Page text.
┄┄┄┄┄┄┄┄┄┄

# Peat Balls vs Purigen



## Christian Walker (14 Sep 2013)

Hi, I have a question about the compatability of peat and purigen.  Im going to add some peat balls from Tyne Valley aquatics to lower the pH a bit, and a nice side effect is that it will stain the water slightly with tanins. 

My question is, if I run Purigen too, will it just rip everything the peat adds right back out ?


----------



## Alastair (14 Sep 2013)

Hiya. Purigen will take away the benefits the peat ball will give as it absorbs all organic compounds. Purigens effect on humic acid and anti fungal benefits | UK Aquatic Plant Society
You might find this helpful as id asked similar not too long ago ..


----------



## ceg4048 (14 Sep 2013)

Hello,
The correct answer lies within you. It depends entirely on why/how you are using peat , as well as why/how you are using Purigen. Each has a function, but if we misunderstand the functions then it can be easy for the effects of one to be canceled by the effects of the other.

The only good reason you should be using peat for is to break it up and spread it across and throughout the substrate when setting up a new tank. The peat disintegrates and becomes a source of carbohydrates for the sediment bacteria. It's not really useful used in other ways. It's decay process results in acidification of the sediment, which is advantageous for some chemical processes in the sediment, however, ultimately, detritus and organic waste settles into the sediment and have the same acidic effect, but that happens more slowly. In any case, the use of peat and it's effects PALE in comparison to the power of The Dark Side of The Force. That being malnutrition and carbon starvation.

┄┄┄┄┄┄┄┄┄┄

Dataset.

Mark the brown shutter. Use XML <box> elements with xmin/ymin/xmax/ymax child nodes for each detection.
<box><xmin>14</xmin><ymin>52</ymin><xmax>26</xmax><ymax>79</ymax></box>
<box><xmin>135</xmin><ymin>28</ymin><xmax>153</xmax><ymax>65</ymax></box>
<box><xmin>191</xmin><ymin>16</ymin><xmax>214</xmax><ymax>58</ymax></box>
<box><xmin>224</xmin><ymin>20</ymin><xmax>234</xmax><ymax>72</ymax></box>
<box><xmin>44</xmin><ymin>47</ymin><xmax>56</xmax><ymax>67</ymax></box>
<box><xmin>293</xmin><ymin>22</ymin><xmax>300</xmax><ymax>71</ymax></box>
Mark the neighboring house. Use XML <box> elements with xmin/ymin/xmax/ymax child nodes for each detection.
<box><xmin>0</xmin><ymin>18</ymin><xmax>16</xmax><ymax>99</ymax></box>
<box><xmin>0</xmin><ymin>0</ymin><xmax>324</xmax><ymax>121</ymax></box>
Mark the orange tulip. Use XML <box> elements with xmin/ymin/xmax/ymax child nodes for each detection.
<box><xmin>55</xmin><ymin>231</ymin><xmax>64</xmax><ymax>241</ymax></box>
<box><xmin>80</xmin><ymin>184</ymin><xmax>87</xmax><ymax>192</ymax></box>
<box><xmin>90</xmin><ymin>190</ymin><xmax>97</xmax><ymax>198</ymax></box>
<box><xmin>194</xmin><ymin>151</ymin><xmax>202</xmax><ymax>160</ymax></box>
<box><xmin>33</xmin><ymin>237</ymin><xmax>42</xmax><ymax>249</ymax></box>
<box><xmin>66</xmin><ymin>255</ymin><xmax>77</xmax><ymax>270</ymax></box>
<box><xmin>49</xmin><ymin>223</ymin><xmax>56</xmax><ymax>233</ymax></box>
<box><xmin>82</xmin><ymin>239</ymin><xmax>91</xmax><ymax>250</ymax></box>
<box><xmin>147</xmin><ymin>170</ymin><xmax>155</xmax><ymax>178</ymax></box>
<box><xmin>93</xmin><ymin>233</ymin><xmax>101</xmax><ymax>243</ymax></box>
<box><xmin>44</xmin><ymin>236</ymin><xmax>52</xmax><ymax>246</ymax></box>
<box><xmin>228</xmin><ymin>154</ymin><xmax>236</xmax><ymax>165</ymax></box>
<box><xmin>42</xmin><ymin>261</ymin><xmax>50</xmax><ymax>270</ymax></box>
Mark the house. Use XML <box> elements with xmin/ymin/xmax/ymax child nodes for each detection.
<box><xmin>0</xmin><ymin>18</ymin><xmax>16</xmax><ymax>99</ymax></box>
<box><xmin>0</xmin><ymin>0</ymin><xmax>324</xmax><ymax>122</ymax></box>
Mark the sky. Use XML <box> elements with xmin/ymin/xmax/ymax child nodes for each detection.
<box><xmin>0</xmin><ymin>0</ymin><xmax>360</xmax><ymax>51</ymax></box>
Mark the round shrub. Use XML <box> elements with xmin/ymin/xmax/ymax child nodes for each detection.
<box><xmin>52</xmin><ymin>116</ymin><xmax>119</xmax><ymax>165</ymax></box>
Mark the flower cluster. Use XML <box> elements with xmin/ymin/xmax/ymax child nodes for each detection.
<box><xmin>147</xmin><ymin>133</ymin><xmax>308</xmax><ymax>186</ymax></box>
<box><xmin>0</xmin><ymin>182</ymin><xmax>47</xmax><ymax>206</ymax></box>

┄┄┄┄┄┄┄┄┄┄

Task to complete.
Please say whether each statement agrees with the peat balls and Purigen thread, answering yes or no and quoting the thread's deciding words: (a) Christian Walker plans to get his peat balls from Tyne Valley aquatics. (b) Alastair says Purigen absorbs only inorganic compounds. (c) ceg4048 says the decay of peat acidifies the sediment. The data stands apart from the forum thread on peat balls and Purigen.

Answer to this problem.
(a) Yes: "Im going to add some peat balls from Tyne Valley aquatics"
(b) No: "as it absorbs all organic compounds"
(c) Yes: "It's decay process results in acidification of the sediment"